● INSTRUCTIONS TO FOLLOW:
Write out exactly, and only, the lines from the one containing "Ground ceiling light" through the last line of the listing below.

● MATERIAL FOR THIS TASK:
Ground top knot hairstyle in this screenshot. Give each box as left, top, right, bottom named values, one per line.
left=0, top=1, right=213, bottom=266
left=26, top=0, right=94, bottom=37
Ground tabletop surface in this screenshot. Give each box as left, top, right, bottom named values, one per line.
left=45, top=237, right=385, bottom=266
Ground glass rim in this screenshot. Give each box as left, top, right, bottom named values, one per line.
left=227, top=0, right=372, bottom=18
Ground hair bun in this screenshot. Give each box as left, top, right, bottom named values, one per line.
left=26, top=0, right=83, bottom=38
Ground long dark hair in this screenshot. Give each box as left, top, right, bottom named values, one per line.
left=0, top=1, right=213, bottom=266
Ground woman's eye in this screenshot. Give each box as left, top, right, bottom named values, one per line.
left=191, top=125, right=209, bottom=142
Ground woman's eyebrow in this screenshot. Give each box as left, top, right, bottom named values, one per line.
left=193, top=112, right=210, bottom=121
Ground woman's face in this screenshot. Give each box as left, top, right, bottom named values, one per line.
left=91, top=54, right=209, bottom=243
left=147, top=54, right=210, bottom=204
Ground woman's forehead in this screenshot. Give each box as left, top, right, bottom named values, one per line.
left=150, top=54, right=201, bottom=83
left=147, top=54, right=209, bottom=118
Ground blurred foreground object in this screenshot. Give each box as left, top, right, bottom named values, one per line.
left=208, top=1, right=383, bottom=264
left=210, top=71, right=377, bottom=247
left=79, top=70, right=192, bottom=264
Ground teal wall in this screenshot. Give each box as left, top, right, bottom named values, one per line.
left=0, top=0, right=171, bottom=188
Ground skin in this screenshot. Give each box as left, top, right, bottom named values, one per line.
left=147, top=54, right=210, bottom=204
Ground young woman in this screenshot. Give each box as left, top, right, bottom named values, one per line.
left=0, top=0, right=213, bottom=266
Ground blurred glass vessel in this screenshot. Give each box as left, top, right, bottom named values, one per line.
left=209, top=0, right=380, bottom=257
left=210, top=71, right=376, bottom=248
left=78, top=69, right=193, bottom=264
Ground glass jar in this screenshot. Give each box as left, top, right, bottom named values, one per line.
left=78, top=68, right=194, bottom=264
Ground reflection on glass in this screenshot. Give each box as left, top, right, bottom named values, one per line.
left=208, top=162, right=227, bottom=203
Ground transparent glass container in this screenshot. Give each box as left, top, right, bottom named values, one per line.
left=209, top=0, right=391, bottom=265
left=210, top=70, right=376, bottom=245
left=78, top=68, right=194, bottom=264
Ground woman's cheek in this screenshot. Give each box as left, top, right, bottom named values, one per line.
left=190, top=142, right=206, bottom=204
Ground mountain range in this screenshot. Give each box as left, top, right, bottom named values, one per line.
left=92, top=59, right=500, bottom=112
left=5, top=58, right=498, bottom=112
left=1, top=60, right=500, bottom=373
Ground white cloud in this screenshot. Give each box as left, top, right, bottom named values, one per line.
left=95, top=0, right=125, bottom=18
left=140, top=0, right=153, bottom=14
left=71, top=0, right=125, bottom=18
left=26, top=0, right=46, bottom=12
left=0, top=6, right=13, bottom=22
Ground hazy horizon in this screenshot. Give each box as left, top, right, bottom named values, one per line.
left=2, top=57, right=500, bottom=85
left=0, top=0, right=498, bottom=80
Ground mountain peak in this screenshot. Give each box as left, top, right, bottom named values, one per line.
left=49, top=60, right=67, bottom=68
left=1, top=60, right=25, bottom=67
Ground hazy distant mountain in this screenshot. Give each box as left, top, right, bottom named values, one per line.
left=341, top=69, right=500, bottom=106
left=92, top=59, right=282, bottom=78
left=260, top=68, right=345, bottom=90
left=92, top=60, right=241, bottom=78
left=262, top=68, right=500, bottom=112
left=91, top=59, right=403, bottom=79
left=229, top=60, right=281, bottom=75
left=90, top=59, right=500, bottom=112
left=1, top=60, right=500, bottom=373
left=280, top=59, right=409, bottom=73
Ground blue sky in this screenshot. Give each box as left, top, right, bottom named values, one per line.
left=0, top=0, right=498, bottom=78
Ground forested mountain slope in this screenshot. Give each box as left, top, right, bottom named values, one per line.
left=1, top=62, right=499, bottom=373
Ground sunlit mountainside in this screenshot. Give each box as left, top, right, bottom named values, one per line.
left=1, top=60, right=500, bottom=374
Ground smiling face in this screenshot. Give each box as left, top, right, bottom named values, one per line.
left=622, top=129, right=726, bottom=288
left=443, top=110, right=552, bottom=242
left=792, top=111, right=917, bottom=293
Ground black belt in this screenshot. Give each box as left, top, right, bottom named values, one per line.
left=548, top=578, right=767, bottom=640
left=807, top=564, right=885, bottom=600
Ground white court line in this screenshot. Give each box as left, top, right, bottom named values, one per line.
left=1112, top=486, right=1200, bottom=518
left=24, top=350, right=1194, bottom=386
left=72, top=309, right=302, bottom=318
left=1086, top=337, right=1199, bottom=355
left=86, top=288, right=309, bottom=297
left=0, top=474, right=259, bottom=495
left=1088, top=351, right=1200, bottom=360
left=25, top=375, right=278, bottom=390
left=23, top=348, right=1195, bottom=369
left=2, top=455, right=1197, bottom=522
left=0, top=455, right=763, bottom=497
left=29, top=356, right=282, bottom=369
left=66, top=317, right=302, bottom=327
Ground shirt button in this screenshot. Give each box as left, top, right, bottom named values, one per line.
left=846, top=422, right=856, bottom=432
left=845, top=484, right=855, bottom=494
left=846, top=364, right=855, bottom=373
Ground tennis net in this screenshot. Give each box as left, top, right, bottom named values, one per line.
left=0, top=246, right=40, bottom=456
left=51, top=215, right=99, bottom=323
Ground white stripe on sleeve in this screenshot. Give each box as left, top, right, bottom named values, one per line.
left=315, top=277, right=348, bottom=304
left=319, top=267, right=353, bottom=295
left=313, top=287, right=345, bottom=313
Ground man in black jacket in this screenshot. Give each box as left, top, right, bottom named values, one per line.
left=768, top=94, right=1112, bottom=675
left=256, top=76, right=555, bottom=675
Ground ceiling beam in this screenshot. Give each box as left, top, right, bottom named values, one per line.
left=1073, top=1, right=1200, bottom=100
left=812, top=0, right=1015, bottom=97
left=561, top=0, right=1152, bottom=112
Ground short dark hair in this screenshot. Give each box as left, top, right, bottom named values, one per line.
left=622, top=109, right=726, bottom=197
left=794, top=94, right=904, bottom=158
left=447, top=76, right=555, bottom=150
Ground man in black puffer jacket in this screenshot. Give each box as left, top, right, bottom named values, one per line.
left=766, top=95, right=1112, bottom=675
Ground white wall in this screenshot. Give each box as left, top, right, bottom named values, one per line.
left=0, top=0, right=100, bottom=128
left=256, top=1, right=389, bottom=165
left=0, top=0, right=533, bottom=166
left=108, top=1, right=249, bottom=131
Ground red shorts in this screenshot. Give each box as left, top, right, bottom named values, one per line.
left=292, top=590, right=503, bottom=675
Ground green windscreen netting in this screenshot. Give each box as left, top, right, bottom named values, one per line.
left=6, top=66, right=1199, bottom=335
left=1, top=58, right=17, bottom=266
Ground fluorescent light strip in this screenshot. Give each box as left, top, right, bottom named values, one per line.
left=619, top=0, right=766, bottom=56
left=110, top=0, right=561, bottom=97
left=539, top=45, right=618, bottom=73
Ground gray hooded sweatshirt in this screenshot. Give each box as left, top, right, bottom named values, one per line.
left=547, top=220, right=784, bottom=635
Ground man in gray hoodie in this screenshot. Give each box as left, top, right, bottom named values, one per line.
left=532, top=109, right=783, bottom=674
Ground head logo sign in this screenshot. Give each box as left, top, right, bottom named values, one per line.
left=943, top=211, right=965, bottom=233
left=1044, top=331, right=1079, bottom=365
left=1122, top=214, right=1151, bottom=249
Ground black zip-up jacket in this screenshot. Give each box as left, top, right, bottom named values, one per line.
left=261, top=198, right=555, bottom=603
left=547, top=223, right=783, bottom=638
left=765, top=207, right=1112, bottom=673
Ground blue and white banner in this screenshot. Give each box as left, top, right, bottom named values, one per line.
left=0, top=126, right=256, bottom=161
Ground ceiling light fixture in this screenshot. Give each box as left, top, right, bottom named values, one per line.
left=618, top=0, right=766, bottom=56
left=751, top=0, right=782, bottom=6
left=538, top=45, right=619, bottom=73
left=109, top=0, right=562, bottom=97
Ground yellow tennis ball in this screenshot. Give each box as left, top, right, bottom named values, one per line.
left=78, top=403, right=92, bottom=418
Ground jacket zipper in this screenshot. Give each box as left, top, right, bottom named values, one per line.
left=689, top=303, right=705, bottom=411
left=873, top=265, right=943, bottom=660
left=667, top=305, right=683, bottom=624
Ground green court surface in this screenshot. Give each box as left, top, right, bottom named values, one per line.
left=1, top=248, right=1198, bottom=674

● RESULT BELOW:
Ground ceiling light fixture in this screenshot. Give each box as left, top, right, bottom named values, one per line.
left=618, top=0, right=766, bottom=56
left=751, top=0, right=782, bottom=6
left=538, top=45, right=619, bottom=73
left=109, top=0, right=562, bottom=97
Ground yellow tennis ball in this screenshot. Give each box as left, top, right, bottom named values, one per line.
left=78, top=403, right=92, bottom=418
Ground jacket zipper in this screenshot. Give each box as left, top, right, bottom named values, one per line.
left=689, top=303, right=705, bottom=411
left=873, top=265, right=943, bottom=660
left=667, top=305, right=683, bottom=624
Ground green court surface in this screenshot. Give each box as left, top, right, bottom named values, one per line.
left=1, top=248, right=1198, bottom=674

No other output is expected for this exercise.